▶ WHAT THE TASK ASKS
Duplicate word for word the part of the passage on apostasy starting at "They allege that" and ending at "kill by pointing.".

(DOCUMENT TEXT begins)

A man embraced Islam and then reverted back to Judaism. Mu'adh bin Jabal came and saw the man with Abu Musa. Mu'adh asked, “What is wrong with this (man)?” Abu Musa replied, “He embraced Islam and then reverted back to Judaism.” Mu'adh said, “I will not sit down unless you kill him (as it is) the verdict of Allah and His Apostle.” (Bukhari v.9, b.89, no.271, and others)

Some people from the tribe of 'Ukl came to the Prophet and embraced Islam. The climate of Medina did not suit them, so the Prophet ordered them to go to the (herd of milch) camels of charity and to drink, their milk and urine (as a medicine). They did so, and after they had recovered from their ailment (became healthy) they turned renegades (reverted from Islam) and killed the shepherd of the camels and took the camels away. The Prophet sent (some people) in their pursuit and so they were (caught and) brought, and the Prophet ordered that their hands and legs should be cut off and that their eyes should be branded with heated pieces of iron, and that their cut hands and legs should not be cauterized, till they die. (Bukhari v.8, b.82, no.794, and others)

     In another incident, recounted by the Prophet’s earliest biographer Ibn Ishaq (d.773), Muhammad pronounced a death sentence on a man named Abdullah ibn Sa’d, who “had been a Muslim and used to write down revelation; then he apostatized and returned to Quraysh [Muhammad’s former tribe]” in Mecca. In the end, the punishment was never actually carried out, but this was only because of a bizarre mix-up between Muhammad and his followers:

They allege that the apostle remained silent for a long time till finally he said yes [granting Abdullah immunity from the execution order]. When [Abdullah] had left he said to his companions who were sitting around him, ‘I kept silent so that one of you might get up and strike off his head!’ One of the Ansar [followers] said, ‘Then why didn't you give me a sign, O apostle of God?’ He answered that a prophet does not kill by pointing.

(DOCUMENT TEXT ends)
(ENTRIES SHOWN begins)

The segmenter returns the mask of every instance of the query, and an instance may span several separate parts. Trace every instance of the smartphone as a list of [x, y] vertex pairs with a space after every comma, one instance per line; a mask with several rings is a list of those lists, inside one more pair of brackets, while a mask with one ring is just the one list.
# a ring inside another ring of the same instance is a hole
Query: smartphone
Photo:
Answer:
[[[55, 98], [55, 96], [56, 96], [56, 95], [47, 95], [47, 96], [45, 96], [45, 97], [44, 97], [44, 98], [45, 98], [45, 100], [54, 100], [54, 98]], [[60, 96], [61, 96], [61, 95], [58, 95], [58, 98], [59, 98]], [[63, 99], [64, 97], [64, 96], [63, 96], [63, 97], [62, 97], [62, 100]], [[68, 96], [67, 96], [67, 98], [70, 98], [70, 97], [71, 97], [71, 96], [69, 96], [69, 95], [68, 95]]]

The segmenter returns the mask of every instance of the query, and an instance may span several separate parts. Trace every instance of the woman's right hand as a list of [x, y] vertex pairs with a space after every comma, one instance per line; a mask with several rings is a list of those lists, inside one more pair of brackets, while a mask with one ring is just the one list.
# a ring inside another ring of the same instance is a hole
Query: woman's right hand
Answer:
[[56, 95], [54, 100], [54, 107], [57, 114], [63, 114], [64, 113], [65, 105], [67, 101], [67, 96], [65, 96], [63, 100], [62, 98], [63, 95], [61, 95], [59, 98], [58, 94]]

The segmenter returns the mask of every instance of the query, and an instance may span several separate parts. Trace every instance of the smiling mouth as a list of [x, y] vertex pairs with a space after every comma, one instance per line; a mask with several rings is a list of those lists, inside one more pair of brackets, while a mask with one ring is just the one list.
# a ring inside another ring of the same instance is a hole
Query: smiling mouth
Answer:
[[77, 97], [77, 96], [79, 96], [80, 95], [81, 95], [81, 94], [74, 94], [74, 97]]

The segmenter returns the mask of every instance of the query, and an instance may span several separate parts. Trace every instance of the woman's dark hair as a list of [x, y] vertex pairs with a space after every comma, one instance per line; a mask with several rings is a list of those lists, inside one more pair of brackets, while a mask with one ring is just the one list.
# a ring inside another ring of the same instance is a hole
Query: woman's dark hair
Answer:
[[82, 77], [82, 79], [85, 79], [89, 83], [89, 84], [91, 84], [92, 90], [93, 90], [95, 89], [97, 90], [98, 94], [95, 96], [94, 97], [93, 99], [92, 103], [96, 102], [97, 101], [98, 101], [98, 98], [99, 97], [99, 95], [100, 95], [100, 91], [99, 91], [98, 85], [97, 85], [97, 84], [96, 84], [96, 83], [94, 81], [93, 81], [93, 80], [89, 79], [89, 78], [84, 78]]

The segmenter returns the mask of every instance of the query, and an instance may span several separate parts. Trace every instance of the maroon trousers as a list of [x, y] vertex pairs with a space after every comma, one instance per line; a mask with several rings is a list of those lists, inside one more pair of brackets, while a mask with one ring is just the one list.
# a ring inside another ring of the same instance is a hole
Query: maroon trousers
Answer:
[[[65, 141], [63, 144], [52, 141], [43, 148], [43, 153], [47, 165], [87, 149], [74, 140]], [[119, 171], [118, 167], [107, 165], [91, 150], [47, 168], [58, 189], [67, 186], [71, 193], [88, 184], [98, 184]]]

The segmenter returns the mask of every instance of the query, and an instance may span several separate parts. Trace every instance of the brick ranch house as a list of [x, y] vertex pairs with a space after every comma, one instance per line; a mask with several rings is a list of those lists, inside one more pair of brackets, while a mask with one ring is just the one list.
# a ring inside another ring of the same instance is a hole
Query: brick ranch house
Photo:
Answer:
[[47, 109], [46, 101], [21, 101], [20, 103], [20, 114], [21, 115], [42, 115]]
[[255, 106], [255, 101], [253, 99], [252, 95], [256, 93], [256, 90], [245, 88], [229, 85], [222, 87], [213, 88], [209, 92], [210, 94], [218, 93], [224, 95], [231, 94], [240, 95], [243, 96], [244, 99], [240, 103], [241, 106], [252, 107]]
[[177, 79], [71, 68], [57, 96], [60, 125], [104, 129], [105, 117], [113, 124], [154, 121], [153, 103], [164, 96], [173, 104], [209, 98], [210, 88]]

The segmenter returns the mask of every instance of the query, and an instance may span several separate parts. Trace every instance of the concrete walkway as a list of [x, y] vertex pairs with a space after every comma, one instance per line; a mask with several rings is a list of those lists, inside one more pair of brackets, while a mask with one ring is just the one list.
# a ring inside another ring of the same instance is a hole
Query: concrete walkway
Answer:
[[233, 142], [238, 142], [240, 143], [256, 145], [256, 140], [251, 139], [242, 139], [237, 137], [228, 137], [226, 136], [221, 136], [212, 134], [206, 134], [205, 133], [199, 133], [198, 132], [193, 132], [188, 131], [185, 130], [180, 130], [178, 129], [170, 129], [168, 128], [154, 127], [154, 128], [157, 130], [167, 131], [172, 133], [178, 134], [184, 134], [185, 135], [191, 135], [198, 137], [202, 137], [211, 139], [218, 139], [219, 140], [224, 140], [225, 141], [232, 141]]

(ENTRIES SHOWN ends)

▶ RESULT OF THE EXERCISE
They allege that the apostle remained silent for a long time till finally he said yes [granting Abdullah immunity from the execution order]. When [Abdullah] had left he said to his companions who were sitting around him, ‘I kept silent so that one of you might get up and strike off his head!’ One of the Ansar [followers] said, ‘Then why didn't you give me a sign, O apostle of God?’ He answered that a prophet does not kill by pointing.